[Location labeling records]
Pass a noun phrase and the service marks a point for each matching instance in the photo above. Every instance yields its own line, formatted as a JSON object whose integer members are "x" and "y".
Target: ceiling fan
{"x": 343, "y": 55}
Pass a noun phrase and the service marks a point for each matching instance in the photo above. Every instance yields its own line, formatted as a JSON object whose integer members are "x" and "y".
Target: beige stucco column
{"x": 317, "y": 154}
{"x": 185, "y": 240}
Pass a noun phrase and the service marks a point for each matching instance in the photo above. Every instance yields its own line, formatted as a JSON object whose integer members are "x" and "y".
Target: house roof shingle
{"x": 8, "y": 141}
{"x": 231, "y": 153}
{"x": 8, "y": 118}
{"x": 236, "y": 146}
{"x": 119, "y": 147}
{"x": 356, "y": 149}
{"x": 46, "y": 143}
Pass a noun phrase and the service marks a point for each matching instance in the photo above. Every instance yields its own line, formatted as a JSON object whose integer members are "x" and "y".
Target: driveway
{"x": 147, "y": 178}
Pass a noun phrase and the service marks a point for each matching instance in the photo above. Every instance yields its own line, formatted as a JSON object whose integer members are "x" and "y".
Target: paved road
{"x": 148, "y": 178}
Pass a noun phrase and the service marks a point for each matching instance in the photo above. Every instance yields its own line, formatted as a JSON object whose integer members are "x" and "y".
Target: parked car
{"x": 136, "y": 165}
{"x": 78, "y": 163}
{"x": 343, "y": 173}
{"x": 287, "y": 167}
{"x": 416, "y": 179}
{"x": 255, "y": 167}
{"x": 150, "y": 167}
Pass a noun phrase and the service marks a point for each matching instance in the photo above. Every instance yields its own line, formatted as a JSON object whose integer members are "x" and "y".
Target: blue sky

▶ _PROBLEM STATEMENT_
Reproduce every record above exactly as it appears.

▶ _ANSWER TO THE PROBLEM_
Pass a noun phrase and the service marks a point for each matching instance in the photo above. Every instance yields its own line, formatted as a JSON object whose integer members are "x" and "y".
Target: ceiling fan
{"x": 343, "y": 55}
Pass a noun phrase and the service marks a point for each matching instance in the photo above. Every instance yields its own line, formatted as a JSON object whose integer members are "x" and "y".
Target: beige stucco column
{"x": 317, "y": 154}
{"x": 185, "y": 240}
Pass a noun phrase and the service marks a point for each matching instance in the photo above. Every instance yields its own line, formatted as a JSON object whose integer members are "x" and "y".
Target: house roof shingle
{"x": 8, "y": 141}
{"x": 231, "y": 153}
{"x": 8, "y": 118}
{"x": 236, "y": 146}
{"x": 119, "y": 147}
{"x": 356, "y": 149}
{"x": 46, "y": 143}
Pass a noun phrase and the service marks a point for each matching instance in the photo above. Every instance yields its own line, formatted as a JSON object whose integer members are "x" and "y".
Target: driveway
{"x": 147, "y": 178}
Pass a noun phrase and the service marks a point for each matching instance in the photo above. Every instance yields its own line, formatted as a JSON object whose integer members are "x" and "y".
Target: paved road
{"x": 148, "y": 178}
Pass a noun phrase and the service marks a point for each matching instance in the photo above. Every instance yields its own line, formatted as a JSON object whose integer members are "x" and "y".
Target: parked car
{"x": 136, "y": 165}
{"x": 78, "y": 163}
{"x": 343, "y": 173}
{"x": 287, "y": 167}
{"x": 416, "y": 179}
{"x": 255, "y": 167}
{"x": 150, "y": 167}
Pass a noun phrase and the service marks a point for each matching instance in the photo above. Every instance yields its own line, formatted as a JSON object whose integer members are "x" and "y".
Target: blue sky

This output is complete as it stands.